▶ EXERCISE PROMPT: Return each line of the rows below that contains the word "every". Matching is case-sensitive.

+-------+

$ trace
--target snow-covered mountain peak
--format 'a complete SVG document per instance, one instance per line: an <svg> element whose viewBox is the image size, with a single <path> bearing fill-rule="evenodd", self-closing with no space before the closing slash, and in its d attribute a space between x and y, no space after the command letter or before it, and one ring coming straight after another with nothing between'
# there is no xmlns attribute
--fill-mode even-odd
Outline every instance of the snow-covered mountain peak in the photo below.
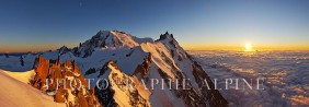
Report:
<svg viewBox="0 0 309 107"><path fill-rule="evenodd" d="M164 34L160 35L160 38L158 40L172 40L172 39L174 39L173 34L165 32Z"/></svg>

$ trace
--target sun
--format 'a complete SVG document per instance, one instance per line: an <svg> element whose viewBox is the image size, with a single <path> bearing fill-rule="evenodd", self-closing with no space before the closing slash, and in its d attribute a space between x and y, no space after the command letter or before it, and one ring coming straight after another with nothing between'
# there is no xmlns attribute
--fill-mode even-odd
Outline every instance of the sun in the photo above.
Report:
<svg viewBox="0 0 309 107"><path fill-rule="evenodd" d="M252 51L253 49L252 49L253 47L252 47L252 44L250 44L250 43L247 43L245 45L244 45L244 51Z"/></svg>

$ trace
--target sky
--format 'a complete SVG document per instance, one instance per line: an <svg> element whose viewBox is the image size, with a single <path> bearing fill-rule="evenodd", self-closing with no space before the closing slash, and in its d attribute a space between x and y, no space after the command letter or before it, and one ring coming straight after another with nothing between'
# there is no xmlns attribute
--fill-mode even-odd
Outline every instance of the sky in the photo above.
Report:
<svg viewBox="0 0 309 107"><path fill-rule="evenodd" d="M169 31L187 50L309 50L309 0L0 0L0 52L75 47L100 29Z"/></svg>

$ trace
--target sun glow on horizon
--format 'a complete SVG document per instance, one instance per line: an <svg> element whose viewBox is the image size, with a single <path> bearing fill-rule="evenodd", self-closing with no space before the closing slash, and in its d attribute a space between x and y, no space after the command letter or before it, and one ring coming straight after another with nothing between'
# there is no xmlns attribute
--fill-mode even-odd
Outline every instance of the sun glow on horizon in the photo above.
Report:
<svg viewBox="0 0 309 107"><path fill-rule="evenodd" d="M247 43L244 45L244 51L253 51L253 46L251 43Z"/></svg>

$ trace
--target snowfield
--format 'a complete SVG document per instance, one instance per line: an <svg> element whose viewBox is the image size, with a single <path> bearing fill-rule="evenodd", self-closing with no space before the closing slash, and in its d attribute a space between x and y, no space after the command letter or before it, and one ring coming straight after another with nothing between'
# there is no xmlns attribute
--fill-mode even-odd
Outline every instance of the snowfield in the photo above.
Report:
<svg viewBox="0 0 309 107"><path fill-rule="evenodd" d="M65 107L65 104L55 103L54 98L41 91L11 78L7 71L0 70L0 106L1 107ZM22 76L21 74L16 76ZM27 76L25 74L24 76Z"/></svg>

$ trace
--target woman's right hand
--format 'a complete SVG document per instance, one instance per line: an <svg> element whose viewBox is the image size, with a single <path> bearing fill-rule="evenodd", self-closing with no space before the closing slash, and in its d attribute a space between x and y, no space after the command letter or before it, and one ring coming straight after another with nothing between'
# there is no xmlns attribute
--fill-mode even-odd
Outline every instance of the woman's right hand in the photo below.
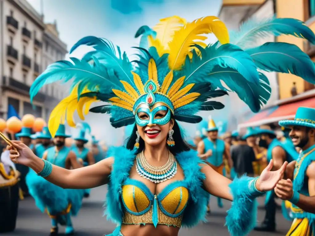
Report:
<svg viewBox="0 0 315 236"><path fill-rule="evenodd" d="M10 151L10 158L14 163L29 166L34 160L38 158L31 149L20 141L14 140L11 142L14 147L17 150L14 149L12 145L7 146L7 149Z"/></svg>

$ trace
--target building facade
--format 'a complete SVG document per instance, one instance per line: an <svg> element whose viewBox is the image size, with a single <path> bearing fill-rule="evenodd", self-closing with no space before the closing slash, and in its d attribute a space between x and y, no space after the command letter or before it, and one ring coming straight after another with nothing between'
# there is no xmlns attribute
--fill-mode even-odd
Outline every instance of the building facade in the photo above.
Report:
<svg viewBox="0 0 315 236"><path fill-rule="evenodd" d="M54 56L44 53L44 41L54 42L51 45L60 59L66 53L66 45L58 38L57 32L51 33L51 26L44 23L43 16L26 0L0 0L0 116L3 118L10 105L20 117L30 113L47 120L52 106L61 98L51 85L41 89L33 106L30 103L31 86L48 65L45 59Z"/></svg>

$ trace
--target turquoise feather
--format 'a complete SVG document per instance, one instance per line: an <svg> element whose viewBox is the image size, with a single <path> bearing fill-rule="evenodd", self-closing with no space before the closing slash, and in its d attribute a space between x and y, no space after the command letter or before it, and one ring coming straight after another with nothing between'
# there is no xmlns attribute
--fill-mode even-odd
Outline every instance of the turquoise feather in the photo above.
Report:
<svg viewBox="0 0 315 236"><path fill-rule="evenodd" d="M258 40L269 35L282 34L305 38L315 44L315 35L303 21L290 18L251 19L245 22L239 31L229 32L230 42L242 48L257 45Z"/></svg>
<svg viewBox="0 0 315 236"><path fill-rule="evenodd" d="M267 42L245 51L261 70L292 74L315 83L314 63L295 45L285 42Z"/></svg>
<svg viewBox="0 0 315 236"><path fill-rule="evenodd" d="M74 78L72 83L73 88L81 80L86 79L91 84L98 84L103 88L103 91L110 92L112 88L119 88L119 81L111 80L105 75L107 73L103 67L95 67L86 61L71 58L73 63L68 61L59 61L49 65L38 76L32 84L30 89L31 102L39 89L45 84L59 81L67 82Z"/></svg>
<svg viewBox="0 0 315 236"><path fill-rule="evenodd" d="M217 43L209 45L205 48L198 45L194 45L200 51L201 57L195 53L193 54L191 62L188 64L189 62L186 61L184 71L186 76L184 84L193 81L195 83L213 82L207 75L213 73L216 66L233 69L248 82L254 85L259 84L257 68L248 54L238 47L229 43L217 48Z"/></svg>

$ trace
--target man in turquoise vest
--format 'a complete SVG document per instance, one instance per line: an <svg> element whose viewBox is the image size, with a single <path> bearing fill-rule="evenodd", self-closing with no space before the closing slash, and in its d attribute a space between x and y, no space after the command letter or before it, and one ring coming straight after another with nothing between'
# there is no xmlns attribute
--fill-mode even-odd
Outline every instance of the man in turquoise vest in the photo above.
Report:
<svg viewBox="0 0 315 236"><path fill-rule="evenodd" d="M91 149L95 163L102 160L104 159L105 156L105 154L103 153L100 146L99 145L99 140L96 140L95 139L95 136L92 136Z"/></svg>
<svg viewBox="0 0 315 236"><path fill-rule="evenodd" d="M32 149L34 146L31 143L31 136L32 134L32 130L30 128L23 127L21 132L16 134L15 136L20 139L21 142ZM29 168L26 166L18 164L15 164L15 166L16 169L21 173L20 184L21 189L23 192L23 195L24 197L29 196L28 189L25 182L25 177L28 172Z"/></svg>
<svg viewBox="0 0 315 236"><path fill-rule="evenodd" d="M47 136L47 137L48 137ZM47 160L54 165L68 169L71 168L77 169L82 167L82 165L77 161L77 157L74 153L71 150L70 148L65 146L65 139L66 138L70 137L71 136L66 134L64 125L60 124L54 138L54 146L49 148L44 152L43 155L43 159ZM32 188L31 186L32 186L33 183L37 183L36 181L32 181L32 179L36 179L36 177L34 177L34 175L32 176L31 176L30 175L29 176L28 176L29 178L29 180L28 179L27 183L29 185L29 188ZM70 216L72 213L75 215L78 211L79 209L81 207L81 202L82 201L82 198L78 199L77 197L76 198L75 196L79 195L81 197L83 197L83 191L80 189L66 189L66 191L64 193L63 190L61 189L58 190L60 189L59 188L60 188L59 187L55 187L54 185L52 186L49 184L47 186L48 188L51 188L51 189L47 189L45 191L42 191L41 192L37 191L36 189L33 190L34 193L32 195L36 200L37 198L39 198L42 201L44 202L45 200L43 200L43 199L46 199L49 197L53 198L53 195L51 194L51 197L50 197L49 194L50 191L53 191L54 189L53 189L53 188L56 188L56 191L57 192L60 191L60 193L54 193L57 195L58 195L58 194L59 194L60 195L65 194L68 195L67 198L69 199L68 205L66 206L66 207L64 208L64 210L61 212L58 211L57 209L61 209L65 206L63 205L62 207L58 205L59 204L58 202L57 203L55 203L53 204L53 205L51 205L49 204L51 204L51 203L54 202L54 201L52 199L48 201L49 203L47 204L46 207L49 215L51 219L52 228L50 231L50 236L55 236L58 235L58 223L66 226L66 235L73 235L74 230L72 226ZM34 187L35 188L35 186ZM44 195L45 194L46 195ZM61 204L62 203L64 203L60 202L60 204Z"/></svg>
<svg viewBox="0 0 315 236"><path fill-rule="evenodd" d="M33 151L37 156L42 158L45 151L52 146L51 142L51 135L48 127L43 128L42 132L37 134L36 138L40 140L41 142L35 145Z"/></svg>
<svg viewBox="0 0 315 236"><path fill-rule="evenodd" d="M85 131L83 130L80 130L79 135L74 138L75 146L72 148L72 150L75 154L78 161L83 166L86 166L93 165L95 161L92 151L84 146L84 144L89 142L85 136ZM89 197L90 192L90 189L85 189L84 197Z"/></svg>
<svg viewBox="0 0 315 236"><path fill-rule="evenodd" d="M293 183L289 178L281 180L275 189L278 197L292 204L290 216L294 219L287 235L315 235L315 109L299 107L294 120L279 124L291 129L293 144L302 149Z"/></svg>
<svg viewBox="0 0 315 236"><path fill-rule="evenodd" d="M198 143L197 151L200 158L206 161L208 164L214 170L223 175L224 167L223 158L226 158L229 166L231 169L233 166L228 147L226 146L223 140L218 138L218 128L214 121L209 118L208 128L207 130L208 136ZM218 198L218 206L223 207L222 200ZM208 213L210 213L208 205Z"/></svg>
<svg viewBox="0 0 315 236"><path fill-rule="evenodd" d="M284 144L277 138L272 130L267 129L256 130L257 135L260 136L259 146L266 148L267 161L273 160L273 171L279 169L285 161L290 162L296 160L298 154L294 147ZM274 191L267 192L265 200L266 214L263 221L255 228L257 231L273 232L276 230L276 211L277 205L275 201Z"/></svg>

+-------+

▶ SOLVED PROBLEM:
Outline every instance of the snow-covered mountain peak in the photo below.
Outline every instance of the sun in the photo above.
Outline every instance of the sky in the photo above.
Outline every instance of the sun glow on horizon in the photo above.
Outline every instance of the snowfield in the photo above.
Outline every instance of the woman's right hand in the photo below.
Outline every instance of the building facade in the photo above.
Outline every instance of the turquoise feather in the photo above.
Outline every instance of the man in turquoise vest in the photo above.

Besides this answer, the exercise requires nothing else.